━━ EXTRACTED TEXT ━━
Going too far, as the English see it, covers displaying an excess of emotion, getting drunk, discussing money in public or cracking off-colour jokes and then laughing at them noisily. Beyond the pale altogether is the man or woman who regales one with his or her titles or qualifications. The only acceptable place to air these is on an envelope.

To the English the proper way to behave in almost all situations is to display a languid indifference to almost everything, though one may be seething underneath. Even in affairs of the heart, it is considered unseemly to show one's feelings except behind closed doors.

A Good Sport

If an English man or woman refers to you as "a good sport", you will know that you have really arrived. For to them it is a qualification normally never awarded to a foreigner and by no means within the grasp of all the English.

The term is not exclusively a sporting one. It describes the sort of behaviour both on and off the playing field that characterises everything the English really respect. In all physical trials, the good sport will play without having been seen to practise too hard and will, ideally, win from innate superiority. He of she will then be dismissive of their victory and magnanimous towards the loser.

It goes without saying that the good sport will also be a good loser. There will be no arguing with umpires or outward signs of disappointment. On the contrary, a remark such as "The best man won!" tossed airily to all and sundry, and never through clenched teeth, is obligatory even in the face of crushing defeat.

This does not really fool anyone, for the English are fiercely competitive especially in matters sporting. They would rather be crossed in love than beaten on the tennis courts, but to let it be seen would be going too far.

Self-doubt

It is the apparent colossal self-confidence and moral certainty of the English that is paradoxically one of their greatest stumbling blocks. For both qualities are, to a certain extent, only illusions. Whilst they may appear fearless and calm on the surface, deep down the English suffer from agonising self-doubt, feeling that in many areas of human activity they just cannot cut the mustard.

All the time there were countries to be conquered and foreigners to be governed, the English could sublimate all their clamouring uncertainty. The scent of success served as incense at the altar of their self-assurance.
━━━
━━ EXTRACTED ENTRIES ━━
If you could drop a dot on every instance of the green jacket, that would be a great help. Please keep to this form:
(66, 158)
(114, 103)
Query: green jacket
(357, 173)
━━━
_ACTIVITY A:_
Write out the passage on English manners word for word, starting with "It is the apparent" and going on through "of their self-assurance.".
_ACTIVITY B:_
Answer these questions from the passage on English manners:
(i) What is the only acceptable place to air one's titles or qualifications?
(ii) What remark must a good sport make even in the face of crushing defeat?
(iii) What served as incense at the altar of English self-assurance?

_REPLY A:_
It is the apparent colossal self-confidence and moral certainty of the English that is paradoxically one of their greatest stumbling blocks. For both qualities are, to a certain extent, only illusions. Whilst they may appear fearless and calm on the surface, deep down the English suffer from agonising self-doubt, feeling that in many areas of human activity they just cannot cut the mustard.

All the time there were countries to be conquered and foreigners to be governed, the English could sublimate all their clamouring uncertainty. The scent of success served as incense at the altar of their self-assurance.

_REPLY B:_
(i) On an envelope.
(ii) "The best man won!"
(iii) The scent of success.